> **DIRECTIONS**
Go through the records and filter out every line lacking the word "below"; copy the lines that remain.

> **INFORMATION PROVIDED**
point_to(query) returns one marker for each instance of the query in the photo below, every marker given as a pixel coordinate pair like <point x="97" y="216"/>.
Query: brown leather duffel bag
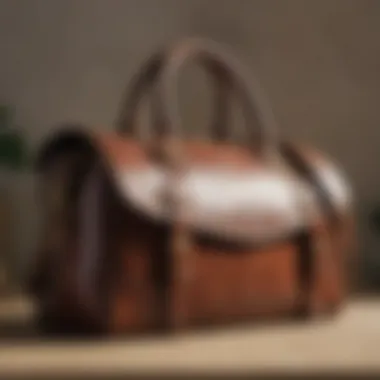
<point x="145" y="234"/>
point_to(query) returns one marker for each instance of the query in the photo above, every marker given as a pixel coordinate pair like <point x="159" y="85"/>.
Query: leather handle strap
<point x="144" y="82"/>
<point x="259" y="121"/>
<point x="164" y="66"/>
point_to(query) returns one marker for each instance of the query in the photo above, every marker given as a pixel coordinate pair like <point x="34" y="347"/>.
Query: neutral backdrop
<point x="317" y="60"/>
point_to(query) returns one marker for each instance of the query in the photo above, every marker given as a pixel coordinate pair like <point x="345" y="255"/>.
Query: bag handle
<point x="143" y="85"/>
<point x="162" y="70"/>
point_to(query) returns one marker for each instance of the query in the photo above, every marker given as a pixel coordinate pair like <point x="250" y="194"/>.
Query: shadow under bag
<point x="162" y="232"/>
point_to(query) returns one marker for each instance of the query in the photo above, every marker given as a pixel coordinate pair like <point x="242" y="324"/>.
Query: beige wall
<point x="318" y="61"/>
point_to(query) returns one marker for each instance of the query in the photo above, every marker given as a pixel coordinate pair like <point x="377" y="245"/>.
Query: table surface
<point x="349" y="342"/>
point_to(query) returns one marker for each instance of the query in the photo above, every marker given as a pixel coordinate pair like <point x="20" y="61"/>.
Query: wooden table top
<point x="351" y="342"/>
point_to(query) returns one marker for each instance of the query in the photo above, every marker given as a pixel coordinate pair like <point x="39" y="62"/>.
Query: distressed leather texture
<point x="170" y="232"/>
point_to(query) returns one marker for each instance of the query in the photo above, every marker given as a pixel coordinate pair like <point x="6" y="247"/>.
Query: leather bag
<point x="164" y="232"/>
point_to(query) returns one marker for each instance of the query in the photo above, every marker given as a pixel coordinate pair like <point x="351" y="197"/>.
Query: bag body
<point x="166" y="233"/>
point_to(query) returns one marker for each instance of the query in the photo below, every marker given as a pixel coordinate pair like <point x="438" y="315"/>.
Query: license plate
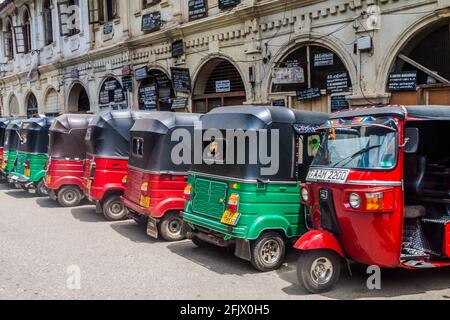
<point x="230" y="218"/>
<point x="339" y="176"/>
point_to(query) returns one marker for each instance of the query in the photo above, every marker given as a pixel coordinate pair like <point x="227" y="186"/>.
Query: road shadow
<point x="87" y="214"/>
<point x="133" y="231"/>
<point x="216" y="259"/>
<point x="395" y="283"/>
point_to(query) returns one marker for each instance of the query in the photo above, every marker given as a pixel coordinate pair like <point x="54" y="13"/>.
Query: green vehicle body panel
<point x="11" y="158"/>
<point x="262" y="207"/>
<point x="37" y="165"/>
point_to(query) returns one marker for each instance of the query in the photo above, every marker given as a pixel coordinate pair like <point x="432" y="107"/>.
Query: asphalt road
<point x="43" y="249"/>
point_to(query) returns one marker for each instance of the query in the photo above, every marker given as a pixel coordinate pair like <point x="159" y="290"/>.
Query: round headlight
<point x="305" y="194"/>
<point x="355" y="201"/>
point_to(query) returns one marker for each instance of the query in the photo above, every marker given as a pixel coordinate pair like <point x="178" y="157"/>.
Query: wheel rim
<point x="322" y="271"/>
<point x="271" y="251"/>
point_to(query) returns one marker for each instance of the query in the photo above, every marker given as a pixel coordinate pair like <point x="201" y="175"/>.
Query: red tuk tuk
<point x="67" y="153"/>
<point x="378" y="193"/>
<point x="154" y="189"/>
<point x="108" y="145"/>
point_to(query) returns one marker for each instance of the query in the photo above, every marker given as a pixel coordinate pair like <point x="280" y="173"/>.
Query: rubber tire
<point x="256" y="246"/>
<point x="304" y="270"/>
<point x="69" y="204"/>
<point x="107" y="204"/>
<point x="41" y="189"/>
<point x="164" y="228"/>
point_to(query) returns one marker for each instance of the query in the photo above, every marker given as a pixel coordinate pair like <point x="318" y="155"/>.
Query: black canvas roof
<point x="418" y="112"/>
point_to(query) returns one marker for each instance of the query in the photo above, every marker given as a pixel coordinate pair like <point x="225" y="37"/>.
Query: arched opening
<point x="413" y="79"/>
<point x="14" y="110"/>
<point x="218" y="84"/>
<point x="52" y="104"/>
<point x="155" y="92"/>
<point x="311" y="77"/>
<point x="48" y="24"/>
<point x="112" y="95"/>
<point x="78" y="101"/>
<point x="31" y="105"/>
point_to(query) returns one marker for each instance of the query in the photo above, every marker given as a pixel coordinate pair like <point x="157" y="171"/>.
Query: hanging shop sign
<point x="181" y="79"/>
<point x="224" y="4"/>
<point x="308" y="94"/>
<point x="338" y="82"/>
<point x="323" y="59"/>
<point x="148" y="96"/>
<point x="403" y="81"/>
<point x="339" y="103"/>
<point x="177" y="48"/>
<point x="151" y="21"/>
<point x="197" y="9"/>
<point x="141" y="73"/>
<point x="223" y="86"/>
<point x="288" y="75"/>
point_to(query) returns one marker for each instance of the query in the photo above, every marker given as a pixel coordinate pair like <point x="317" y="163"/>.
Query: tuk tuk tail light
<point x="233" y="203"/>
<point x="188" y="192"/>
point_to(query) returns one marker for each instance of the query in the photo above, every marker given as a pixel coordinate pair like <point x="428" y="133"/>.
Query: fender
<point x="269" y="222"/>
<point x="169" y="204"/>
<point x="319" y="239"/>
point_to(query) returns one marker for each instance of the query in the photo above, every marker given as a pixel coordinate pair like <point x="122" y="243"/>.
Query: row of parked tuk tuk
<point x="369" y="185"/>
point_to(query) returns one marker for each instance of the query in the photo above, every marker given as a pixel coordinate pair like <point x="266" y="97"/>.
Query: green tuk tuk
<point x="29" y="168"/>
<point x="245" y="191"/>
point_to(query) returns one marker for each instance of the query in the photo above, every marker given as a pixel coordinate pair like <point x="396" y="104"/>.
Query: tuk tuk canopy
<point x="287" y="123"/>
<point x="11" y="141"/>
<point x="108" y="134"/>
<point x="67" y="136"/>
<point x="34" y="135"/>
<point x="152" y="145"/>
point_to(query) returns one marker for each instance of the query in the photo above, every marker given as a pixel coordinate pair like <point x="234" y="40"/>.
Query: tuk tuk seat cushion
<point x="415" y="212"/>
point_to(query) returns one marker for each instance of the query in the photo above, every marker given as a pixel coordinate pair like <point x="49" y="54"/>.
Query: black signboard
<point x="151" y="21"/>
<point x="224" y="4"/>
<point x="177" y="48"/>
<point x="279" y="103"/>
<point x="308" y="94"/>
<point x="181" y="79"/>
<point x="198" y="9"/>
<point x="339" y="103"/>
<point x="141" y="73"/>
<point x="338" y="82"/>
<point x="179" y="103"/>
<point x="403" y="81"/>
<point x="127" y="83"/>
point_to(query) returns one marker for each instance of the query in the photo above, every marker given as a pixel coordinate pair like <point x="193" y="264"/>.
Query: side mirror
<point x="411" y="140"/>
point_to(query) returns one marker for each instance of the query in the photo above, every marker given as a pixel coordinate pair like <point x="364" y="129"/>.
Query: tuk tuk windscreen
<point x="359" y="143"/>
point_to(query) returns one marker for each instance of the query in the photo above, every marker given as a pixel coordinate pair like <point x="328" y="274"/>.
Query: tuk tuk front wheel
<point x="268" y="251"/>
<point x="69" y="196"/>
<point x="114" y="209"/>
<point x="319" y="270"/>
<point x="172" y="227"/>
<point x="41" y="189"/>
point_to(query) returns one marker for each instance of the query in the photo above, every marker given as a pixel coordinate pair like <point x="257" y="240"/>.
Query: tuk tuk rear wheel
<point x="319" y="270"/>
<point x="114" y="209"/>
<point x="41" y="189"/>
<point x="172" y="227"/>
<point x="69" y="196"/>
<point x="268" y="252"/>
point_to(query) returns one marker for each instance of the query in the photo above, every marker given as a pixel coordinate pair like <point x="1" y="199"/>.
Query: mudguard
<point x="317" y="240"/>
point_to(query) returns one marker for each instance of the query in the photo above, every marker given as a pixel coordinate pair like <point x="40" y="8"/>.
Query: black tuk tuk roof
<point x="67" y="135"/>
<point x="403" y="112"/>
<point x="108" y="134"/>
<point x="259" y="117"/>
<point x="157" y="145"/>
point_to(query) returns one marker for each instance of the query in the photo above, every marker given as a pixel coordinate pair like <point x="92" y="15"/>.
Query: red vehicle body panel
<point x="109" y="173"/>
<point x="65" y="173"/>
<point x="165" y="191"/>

> **SOLUTION**
point_to(query) returns one marker for each instance of the query in the photo below, every marker given as a pixel coordinate pair like <point x="97" y="216"/>.
point_to(query) returns one marker for each instance of the query in the photo below, every marker given as a pixel coordinate pair like <point x="438" y="315"/>.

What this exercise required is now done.